#### ACTIVITY:
Each line of the material below should be retyped precisely as it appears.

====== DATA LISTING

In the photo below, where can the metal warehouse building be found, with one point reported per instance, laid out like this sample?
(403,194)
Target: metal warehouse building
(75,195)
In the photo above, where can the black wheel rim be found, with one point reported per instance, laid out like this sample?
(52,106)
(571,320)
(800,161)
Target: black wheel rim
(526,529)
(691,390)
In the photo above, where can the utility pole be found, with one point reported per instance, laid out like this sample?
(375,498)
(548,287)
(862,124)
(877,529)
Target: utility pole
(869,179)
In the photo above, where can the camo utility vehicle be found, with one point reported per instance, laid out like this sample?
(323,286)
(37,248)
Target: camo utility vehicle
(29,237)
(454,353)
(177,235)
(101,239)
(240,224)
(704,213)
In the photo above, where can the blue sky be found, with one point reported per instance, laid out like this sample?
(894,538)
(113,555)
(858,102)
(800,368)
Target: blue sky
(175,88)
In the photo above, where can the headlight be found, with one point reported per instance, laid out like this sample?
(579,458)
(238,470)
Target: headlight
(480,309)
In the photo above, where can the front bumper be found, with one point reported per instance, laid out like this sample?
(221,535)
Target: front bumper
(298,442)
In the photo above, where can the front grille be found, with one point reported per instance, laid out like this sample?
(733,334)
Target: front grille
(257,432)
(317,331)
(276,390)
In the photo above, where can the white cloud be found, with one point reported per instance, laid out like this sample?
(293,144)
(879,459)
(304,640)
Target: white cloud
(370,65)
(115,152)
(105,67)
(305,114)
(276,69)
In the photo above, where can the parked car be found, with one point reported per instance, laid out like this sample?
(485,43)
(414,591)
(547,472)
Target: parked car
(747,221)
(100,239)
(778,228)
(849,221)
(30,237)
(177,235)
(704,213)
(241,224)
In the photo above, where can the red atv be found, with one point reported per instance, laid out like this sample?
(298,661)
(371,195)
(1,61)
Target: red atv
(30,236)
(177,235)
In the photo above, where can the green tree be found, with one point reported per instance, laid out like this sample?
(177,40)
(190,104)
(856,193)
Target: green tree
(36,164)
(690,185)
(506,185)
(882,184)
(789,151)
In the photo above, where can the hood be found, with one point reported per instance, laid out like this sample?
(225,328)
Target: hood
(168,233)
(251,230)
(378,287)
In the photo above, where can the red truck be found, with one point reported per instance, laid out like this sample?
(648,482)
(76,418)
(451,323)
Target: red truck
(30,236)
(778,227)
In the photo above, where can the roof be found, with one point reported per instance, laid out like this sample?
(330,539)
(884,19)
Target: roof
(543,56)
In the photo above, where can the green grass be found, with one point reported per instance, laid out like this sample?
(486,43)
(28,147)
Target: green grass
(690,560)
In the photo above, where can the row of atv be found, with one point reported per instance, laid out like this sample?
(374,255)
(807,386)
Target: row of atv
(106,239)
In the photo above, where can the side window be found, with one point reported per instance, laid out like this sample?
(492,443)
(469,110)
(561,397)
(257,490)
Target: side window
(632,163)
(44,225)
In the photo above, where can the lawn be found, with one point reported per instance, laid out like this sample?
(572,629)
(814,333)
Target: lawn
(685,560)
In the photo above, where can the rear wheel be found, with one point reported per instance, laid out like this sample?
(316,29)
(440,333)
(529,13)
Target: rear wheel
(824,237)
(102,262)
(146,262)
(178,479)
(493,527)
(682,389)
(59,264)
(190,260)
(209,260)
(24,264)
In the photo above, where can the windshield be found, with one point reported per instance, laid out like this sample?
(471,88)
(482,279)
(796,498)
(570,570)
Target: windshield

============

#### RESPONSE TO THIS EXERCISE:
In the photo below, where can the metal warehouse building be found, with one point reported per instance, laid out like this sample?
(403,194)
Target: metal warehouse building
(75,195)
In the photo above, where can the black wheel rim be found, with one point reported per instance, laid out like this sample?
(52,106)
(571,320)
(800,161)
Target: black wheel rim
(526,529)
(691,390)
In the photo above, where can the utility pole be found, with one point reported per instance, laid out like this sample?
(375,498)
(548,287)
(862,124)
(877,529)
Target: utility pole
(869,179)
In the photo above, where can the camo utility vehicle be found, with one point reported per instance, laid out like this sample?
(323,286)
(37,248)
Target: camo utility vehicle
(29,237)
(454,353)
(177,235)
(101,239)
(240,224)
(704,213)
In the photo above, where can the blue sky be found, with one point reported per instance, laid out like this sample?
(894,538)
(113,555)
(858,102)
(800,368)
Target: blue sky
(175,88)
In the photo above, where can the headlight be found, with one point reported per instance, laid out like this sample?
(579,458)
(238,470)
Target: headlight
(480,309)
In the photo above, where can the front bumper be found, with one point reported per instance, laid out like this sample?
(221,535)
Target: front bumper
(298,442)
In the photo above, where can the front grille be found, with one point reported per instance, laid out like this sample?
(733,334)
Target: front grille
(257,432)
(317,331)
(276,390)
In the photo above, where can the white cloud be found, with one point reported per instance, laid out like this sample?
(293,144)
(879,459)
(304,640)
Target: white cloud
(370,65)
(115,152)
(105,67)
(305,114)
(276,69)
In the photo above, where can the parked car be found, with one point reported per instance, laid out like this sample?
(485,43)
(414,591)
(547,472)
Target: parked car
(747,221)
(100,239)
(778,228)
(849,221)
(30,237)
(177,235)
(704,213)
(241,224)
In the photo above, where can the red atv be found, with one point reported per instance, laid out like this sample?
(298,661)
(371,195)
(1,61)
Target: red atv
(30,236)
(177,235)
In the photo above, where can the green tree be found, with one point reported per instance, laid out like this sample?
(177,40)
(190,104)
(856,193)
Target: green tree
(36,164)
(690,185)
(506,185)
(882,184)
(789,151)
In the photo above, where can the hood be found, with one point reported per instance, laid out like this sample?
(225,328)
Target: hood
(168,233)
(251,230)
(378,287)
In the photo above, where can the red truck be found, with one point reported per instance, laid out like this sample?
(648,482)
(76,418)
(451,323)
Target: red truck
(30,236)
(778,227)
In the photo above, where can the roof be found, with one point reported per instance, laid out like this sample?
(330,539)
(884,19)
Target: roof
(543,56)
In the photo above, where can the green grass be found, with one point reported per instance, laid out like this sample?
(486,43)
(28,147)
Target: green grass
(690,560)
In the photo above, where can the row of atv be found, with one point reported per instance, laid out like this sample?
(374,255)
(807,386)
Target: row of atv
(106,239)
In the photo above, where can the side window be found, with one point reported per instance, laid out like this sample?
(492,443)
(469,110)
(561,397)
(257,490)
Target: side window
(632,163)
(44,225)
In the photo above, where can the lawn be found, with one point reported per instance, laid out like this sample?
(572,629)
(814,333)
Target: lawn
(685,560)
In the photo above, where can the rear wheel be found, with one point reported per instance, laid out like this sample?
(316,29)
(440,333)
(529,13)
Target: rear wheel
(824,237)
(102,262)
(146,262)
(178,479)
(493,527)
(682,389)
(59,264)
(190,260)
(209,260)
(24,264)
In the photo above, where can the windshield be found, with one point reported per instance, laid out like this sample?
(471,88)
(482,279)
(796,498)
(570,570)
Target: windshield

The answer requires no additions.